▶ _Problem_:
Below is a block of entries; repeat exactly the lines starting at the line that contains "box: [388, 26, 399, 152]" and ending at the line that contains "72L392 70L391 147L402", both included.

[Input for this task — start]

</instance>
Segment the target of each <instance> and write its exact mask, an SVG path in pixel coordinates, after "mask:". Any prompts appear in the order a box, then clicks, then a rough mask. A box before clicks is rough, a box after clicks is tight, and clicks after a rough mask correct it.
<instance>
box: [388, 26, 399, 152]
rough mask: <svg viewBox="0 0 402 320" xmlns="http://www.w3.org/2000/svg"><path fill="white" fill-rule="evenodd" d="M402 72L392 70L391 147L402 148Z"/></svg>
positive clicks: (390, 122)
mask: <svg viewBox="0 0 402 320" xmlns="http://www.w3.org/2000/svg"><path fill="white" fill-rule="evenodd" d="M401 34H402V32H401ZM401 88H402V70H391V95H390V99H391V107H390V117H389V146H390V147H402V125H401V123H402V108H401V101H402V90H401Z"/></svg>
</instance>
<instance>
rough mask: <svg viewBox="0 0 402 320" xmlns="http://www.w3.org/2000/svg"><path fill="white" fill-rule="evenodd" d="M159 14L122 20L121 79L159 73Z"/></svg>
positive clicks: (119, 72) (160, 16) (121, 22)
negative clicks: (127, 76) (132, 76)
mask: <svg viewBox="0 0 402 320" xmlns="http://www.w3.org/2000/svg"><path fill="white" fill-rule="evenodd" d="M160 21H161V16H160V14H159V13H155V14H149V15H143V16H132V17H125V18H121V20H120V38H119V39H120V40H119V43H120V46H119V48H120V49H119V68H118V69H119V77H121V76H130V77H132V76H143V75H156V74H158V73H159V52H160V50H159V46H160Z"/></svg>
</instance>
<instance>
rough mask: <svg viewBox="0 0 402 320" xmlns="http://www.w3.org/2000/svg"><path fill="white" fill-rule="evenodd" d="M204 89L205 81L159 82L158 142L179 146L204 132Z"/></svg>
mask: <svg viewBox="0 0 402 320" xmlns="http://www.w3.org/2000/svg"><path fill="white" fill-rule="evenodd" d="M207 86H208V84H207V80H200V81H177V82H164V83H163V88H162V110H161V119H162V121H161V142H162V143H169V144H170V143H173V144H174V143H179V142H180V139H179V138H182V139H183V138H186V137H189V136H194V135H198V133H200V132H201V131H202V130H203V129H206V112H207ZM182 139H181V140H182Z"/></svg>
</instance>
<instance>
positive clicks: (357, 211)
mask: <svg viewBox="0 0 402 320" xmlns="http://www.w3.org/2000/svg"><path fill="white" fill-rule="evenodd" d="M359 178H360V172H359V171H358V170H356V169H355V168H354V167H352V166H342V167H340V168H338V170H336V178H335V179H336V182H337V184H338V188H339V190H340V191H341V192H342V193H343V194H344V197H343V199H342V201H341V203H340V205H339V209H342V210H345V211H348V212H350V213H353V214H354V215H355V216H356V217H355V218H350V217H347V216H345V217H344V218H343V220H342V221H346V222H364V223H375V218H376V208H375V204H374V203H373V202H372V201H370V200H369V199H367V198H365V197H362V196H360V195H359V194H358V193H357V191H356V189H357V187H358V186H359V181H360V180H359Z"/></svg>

[Input for this task — finish]

▶ _Your response_:
box: [388, 26, 399, 152]
rough mask: <svg viewBox="0 0 402 320" xmlns="http://www.w3.org/2000/svg"><path fill="white" fill-rule="evenodd" d="M402 72L392 70L391 147L402 148Z"/></svg>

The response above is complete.